▶ WHAT YOU ARE ASKED TO DO: Reproduce the lines of the listing below verbatim, from the line containing "Each instance receives one keypoint. Mark the truck front" through the end of the listing, with both ends included. Omit the pictures from your answer.

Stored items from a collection

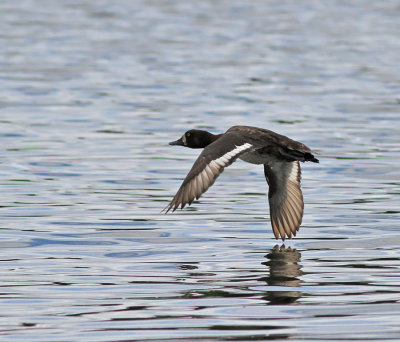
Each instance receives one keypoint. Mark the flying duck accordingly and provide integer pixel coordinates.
(279, 154)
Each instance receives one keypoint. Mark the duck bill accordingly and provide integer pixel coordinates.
(178, 142)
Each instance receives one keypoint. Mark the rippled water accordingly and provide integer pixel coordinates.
(92, 92)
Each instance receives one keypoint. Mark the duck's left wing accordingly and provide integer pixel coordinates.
(208, 166)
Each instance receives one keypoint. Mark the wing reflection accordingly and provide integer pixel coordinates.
(284, 270)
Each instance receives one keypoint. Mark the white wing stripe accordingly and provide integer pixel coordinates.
(223, 160)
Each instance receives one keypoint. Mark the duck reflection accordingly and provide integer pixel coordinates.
(284, 270)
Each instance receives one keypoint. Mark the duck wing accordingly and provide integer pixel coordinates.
(208, 166)
(285, 197)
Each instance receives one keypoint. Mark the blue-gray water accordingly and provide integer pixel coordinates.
(90, 95)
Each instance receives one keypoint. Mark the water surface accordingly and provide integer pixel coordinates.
(91, 93)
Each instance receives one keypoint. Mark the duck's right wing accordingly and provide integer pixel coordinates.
(208, 166)
(285, 197)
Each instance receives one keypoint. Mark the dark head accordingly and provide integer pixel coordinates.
(195, 138)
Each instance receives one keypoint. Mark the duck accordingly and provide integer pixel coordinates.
(279, 154)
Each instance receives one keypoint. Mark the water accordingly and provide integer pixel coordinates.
(92, 92)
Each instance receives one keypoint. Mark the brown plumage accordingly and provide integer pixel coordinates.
(279, 154)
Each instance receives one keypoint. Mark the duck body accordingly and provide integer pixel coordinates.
(279, 154)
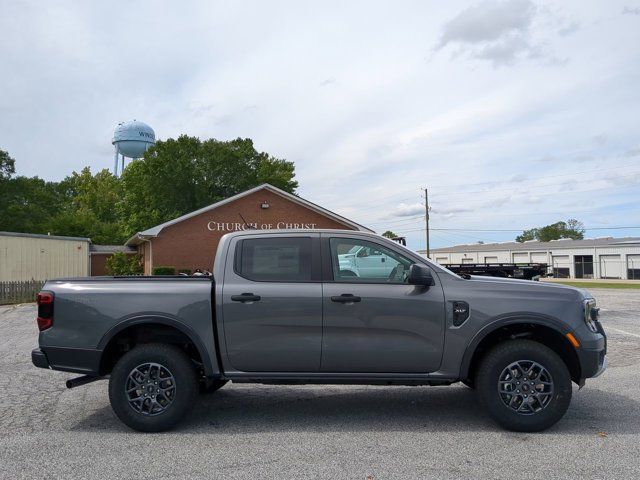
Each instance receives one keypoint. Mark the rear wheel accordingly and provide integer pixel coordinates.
(524, 385)
(152, 387)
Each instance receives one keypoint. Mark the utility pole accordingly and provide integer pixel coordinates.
(426, 211)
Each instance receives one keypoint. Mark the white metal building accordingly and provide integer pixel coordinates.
(27, 256)
(590, 258)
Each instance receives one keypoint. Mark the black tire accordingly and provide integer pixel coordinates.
(178, 400)
(208, 386)
(539, 413)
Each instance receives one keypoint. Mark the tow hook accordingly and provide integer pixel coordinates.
(79, 381)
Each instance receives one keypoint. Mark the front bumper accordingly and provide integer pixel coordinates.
(593, 360)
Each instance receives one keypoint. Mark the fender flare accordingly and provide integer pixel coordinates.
(509, 319)
(158, 319)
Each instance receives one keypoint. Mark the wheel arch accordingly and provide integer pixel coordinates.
(167, 324)
(547, 330)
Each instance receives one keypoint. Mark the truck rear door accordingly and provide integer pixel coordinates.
(272, 303)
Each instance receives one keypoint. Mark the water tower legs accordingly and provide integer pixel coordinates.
(115, 163)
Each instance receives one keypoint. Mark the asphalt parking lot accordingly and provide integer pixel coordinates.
(262, 432)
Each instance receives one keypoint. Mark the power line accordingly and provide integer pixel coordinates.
(509, 230)
(529, 180)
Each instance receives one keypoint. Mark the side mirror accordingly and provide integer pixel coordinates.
(420, 275)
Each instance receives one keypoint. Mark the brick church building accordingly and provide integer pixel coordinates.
(189, 242)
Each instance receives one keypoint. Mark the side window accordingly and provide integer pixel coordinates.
(362, 261)
(275, 259)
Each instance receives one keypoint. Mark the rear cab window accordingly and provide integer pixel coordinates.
(275, 259)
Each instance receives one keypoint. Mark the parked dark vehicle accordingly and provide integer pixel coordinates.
(526, 271)
(287, 307)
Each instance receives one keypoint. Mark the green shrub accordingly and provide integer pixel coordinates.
(122, 264)
(164, 270)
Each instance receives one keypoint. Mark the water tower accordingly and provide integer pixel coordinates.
(131, 139)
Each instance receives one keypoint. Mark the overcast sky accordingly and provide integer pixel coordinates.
(513, 113)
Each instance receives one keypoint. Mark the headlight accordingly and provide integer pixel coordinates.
(590, 314)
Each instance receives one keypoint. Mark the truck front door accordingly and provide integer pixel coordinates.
(272, 303)
(378, 323)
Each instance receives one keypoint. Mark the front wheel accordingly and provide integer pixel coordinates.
(152, 387)
(524, 385)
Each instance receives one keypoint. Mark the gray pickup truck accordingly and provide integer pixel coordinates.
(283, 308)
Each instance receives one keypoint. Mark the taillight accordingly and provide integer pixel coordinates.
(45, 310)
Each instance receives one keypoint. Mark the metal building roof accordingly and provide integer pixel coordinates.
(111, 249)
(47, 237)
(535, 245)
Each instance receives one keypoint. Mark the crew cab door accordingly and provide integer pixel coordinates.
(378, 323)
(272, 303)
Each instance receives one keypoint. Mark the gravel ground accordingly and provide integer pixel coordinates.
(255, 431)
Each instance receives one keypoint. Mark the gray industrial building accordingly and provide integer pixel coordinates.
(608, 257)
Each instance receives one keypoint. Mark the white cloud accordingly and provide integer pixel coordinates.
(494, 30)
(353, 103)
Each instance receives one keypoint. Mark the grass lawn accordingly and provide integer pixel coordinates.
(587, 285)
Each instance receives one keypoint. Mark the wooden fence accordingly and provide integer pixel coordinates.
(19, 292)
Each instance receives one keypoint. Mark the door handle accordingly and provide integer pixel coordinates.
(246, 297)
(345, 298)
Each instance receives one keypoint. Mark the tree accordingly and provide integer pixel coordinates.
(572, 228)
(7, 165)
(28, 204)
(177, 176)
(90, 208)
(121, 264)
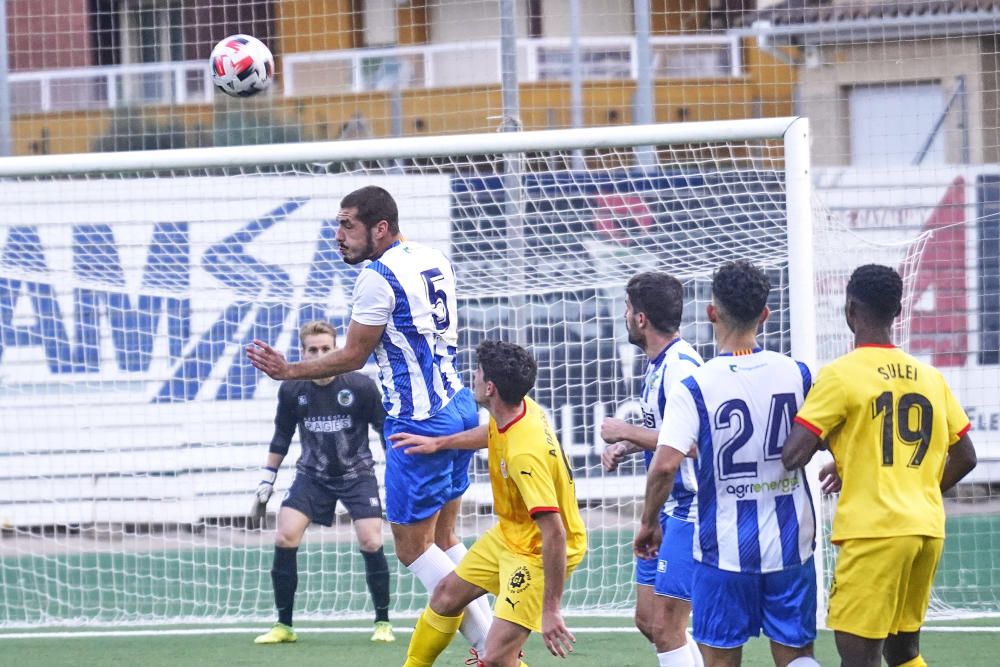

▶ WRITTEN REPLY:
Each instance receives one keypoint. Mark the truck front door accordingly and provide integer pixel coordinates.
(272, 303)
(378, 323)
Each instance receives one keypoint. Mark the front wheel accordingly and provide integer pixel coordinates.
(152, 387)
(524, 385)
Each instance receives one keypoint. Mark the gray pickup truck accordingly and provide integer pixel coordinates.
(283, 308)
Each instance receives one keypoint. Mark the taillight accordingly and provide integer pixel coordinates.
(45, 310)
Each instance receives one keypoint. Mark the metal building roof accordingly and provide integer pixel coordinates.
(111, 249)
(47, 237)
(535, 245)
Each instance receives one keypoint. Mark the crew cab door accordingly and provide integer pixel coordinates.
(378, 323)
(272, 303)
Each instance receives one keypoint. Mark the gravel ground accordingly and provide integer pixel coordinates.
(255, 431)
Each instance receives one keypoint. Mark the gray industrial building accordingly and provide integer pixel coordinates.
(608, 257)
Each instance receives one keypoint. Mark the white cloud accordingly and provide integer pixel coordinates.
(494, 30)
(353, 103)
Each instance receives one keypoint. Mark the grass lawn accordingly and provide integer pixel coordinates.
(587, 285)
Each instance receives one keypoint. Mark the wooden fence accordingly and provide integer pixel coordinates.
(19, 292)
Each instance receives one keypoint. Mark the door handle accordingly and provide integer pixel coordinates.
(246, 297)
(345, 298)
Each instance receives one keypoint. Mark the tree accordingly and provide integer pixel coordinates.
(572, 228)
(7, 165)
(28, 204)
(177, 176)
(90, 208)
(121, 264)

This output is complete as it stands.